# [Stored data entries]
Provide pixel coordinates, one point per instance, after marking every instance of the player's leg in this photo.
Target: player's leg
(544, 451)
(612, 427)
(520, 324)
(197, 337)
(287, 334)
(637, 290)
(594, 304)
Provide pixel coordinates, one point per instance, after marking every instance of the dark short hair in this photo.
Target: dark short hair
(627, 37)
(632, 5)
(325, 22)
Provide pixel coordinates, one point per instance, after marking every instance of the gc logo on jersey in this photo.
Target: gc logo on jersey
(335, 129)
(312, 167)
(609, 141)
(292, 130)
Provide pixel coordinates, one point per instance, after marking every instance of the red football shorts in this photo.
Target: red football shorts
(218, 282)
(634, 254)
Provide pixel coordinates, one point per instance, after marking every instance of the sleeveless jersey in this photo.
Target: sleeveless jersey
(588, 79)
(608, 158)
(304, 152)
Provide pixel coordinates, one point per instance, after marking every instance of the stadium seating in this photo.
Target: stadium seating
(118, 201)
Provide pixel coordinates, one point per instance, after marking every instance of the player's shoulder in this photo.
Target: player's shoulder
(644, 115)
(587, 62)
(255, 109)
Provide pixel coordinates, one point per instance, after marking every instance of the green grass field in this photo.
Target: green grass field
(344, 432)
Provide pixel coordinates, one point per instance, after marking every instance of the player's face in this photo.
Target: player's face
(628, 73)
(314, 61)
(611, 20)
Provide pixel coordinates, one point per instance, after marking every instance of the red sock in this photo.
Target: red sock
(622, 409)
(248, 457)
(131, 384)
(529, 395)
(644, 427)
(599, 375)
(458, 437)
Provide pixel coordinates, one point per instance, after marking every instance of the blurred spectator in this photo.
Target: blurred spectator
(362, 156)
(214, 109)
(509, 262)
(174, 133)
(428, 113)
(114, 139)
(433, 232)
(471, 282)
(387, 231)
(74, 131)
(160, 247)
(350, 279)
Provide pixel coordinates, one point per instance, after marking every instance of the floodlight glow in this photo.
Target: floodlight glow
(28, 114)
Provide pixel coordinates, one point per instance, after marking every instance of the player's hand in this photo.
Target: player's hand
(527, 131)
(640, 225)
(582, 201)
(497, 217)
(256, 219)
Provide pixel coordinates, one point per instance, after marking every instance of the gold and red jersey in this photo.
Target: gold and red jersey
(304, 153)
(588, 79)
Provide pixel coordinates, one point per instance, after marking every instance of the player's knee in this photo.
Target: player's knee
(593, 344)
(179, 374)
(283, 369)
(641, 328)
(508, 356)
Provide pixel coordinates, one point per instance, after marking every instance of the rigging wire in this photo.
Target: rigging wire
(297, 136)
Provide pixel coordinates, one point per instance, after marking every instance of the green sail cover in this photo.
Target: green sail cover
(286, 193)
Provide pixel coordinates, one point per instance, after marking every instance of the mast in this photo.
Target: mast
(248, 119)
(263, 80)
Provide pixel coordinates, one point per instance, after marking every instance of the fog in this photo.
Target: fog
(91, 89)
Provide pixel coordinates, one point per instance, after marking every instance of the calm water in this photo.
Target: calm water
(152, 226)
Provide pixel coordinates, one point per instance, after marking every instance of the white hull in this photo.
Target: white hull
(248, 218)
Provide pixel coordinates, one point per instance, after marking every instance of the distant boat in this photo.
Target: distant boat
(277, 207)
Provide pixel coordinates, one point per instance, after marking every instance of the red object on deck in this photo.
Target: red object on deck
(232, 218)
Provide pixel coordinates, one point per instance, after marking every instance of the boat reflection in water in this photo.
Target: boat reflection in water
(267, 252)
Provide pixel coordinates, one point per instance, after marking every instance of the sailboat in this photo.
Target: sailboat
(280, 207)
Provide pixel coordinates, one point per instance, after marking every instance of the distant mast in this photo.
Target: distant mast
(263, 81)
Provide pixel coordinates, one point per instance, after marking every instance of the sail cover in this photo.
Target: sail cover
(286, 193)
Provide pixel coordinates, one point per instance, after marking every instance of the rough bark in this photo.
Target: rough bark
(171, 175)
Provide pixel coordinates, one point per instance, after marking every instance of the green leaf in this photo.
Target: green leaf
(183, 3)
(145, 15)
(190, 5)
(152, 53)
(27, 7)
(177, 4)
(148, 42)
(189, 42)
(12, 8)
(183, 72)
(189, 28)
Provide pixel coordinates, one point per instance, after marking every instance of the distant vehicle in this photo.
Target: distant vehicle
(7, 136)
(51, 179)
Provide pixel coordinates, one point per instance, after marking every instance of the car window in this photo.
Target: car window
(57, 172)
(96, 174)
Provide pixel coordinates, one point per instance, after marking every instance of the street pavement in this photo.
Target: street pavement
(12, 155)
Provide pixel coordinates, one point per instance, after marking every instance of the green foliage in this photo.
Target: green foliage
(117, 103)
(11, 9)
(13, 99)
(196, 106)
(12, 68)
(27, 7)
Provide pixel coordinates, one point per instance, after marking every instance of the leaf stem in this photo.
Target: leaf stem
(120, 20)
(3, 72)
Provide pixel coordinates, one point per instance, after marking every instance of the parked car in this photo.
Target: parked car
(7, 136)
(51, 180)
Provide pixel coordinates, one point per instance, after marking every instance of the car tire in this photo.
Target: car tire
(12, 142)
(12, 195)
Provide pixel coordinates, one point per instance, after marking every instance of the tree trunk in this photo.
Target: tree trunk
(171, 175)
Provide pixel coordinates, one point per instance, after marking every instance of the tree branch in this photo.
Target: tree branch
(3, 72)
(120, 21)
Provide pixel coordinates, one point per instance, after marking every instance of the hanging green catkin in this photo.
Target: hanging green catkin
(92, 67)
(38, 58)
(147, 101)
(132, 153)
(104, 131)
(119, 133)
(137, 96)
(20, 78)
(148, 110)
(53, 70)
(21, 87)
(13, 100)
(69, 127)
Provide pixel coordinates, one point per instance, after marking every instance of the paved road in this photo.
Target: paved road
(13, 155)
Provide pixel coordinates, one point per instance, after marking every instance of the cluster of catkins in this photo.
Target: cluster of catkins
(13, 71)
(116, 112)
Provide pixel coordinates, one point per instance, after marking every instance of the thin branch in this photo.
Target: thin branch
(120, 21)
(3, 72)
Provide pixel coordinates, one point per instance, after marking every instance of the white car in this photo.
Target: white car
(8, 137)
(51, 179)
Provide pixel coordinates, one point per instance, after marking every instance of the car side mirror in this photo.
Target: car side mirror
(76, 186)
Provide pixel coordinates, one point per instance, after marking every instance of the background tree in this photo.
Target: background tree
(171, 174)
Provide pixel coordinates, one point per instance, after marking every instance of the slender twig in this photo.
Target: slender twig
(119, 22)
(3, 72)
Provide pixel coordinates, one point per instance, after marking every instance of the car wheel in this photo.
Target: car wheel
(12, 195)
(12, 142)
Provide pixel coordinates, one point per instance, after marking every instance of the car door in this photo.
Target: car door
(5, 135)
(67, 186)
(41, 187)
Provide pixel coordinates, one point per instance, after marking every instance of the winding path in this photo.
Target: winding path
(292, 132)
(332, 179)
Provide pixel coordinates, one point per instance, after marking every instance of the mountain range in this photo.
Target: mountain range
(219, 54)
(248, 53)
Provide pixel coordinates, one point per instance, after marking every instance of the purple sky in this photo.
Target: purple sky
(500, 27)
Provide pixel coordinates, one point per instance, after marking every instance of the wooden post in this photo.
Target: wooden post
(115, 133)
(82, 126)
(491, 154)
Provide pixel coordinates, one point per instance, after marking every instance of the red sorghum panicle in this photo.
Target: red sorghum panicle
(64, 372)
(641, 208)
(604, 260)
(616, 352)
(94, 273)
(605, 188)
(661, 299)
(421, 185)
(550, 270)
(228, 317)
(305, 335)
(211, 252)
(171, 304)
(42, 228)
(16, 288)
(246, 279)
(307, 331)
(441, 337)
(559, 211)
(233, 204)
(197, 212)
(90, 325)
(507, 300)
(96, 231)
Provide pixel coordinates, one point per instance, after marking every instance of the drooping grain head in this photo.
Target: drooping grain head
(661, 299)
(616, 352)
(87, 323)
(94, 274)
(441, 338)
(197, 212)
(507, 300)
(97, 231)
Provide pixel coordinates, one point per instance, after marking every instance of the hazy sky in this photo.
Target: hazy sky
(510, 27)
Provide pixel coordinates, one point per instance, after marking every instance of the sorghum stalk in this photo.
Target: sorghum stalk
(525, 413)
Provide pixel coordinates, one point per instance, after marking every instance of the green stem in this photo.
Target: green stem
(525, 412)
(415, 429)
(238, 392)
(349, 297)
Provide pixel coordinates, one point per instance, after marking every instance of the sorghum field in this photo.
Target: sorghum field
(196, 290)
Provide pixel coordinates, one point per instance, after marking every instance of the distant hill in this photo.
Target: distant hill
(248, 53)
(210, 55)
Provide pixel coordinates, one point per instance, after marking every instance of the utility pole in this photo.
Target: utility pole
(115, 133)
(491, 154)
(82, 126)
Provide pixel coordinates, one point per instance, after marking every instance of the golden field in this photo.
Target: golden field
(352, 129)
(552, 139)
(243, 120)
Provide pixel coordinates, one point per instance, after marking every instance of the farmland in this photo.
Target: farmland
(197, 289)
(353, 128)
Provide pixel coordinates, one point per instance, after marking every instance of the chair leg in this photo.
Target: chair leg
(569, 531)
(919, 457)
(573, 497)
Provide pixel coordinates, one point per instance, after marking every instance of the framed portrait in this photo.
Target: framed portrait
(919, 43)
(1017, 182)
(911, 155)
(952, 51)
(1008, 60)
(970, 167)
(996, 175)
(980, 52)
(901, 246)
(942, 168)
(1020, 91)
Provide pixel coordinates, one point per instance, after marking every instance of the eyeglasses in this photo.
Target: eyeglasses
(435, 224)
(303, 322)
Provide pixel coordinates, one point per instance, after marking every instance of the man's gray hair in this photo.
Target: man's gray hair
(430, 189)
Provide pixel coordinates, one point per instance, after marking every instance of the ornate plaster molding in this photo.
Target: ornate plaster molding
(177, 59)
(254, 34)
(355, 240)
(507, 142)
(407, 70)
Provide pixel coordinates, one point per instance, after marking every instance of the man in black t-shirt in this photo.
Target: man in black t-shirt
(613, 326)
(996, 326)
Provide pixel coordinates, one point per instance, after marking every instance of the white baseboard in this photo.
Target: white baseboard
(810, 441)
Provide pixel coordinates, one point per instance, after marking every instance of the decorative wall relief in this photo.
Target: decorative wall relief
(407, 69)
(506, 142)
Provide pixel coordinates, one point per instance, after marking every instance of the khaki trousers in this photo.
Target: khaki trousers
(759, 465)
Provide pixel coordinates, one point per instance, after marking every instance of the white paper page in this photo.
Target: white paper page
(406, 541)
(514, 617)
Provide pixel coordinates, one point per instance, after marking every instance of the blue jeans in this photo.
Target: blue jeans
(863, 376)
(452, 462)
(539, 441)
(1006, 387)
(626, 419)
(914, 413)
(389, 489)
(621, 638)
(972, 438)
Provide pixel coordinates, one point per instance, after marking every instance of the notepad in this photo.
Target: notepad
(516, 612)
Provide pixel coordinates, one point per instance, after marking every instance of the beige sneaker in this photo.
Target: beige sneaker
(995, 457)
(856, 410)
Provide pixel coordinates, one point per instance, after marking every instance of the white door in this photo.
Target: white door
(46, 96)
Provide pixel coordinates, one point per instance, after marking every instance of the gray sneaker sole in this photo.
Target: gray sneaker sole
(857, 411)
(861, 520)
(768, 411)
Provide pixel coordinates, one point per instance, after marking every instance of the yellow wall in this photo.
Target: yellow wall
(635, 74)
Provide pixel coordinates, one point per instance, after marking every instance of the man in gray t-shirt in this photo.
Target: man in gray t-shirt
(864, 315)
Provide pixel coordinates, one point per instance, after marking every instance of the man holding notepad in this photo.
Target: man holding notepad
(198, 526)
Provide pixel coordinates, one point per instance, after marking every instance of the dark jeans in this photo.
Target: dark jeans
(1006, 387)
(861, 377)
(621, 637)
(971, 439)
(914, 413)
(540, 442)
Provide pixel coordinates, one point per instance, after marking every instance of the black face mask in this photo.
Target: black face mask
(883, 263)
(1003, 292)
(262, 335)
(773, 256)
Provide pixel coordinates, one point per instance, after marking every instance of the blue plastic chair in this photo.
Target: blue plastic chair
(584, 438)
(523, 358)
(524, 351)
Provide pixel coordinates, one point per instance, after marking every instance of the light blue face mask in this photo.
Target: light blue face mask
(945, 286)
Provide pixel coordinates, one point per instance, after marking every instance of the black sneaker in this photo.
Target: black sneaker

# [YOUR OBJECTIVE]
An exact copy of the lines from the one with "blue face mask in this photo." through the final line of the entries is the whole answer.

# [RESPONSE AREA]
Provide pixel coordinates, one point per instance, after marking every instance of the light blue face mask in this photo.
Target: light blue face mask
(945, 286)
Provide pixel coordinates, one point per instance, after marking every instance of the black sneaker in this photo.
Target: black sneaker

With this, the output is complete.